** Input rows **
==========
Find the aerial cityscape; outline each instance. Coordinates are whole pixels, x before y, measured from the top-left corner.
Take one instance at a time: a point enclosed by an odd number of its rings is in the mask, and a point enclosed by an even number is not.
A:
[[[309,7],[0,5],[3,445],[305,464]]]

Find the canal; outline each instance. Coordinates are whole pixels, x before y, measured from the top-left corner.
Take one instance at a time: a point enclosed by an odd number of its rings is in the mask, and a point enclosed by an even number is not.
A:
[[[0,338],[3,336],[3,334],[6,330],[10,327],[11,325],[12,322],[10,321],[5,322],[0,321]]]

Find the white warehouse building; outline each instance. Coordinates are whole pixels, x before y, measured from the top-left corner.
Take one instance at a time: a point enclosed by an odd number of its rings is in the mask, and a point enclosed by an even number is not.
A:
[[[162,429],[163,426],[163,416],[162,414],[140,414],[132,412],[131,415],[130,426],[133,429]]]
==========
** The problem **
Can you copy every line of the material above, character for character?

** Solution to this problem **
Find the aerial cityscape; outline each instance. Coordinates are whole pixels, x before y, measured from the top-left corner.
Take one instance at a time: a point enclosed by an odd number of its rings is in the mask, and a point enclosed by an even number is not.
A:
[[[309,7],[0,5],[3,445],[305,464]]]

Find the canal; outline each instance. Coordinates are whole pixels, x before y, measured from the top-left corner.
Take one instance at a time: a point enclosed by an odd number of its rings is in the mask, and a point enclosed by an even number is not.
A:
[[[0,338],[3,336],[3,334],[6,330],[10,327],[11,325],[12,322],[10,321],[5,322],[0,321]]]

Find the white warehouse building; outline each instance. Coordinates are whole pixels, x before y, measured from the top-left corner.
Take one instance at a time: a point enclosed by an odd number of its rings is in the mask, and a point enclosed by an even number is not.
A:
[[[162,429],[163,426],[163,416],[162,414],[140,414],[132,412],[131,415],[130,426],[133,429]]]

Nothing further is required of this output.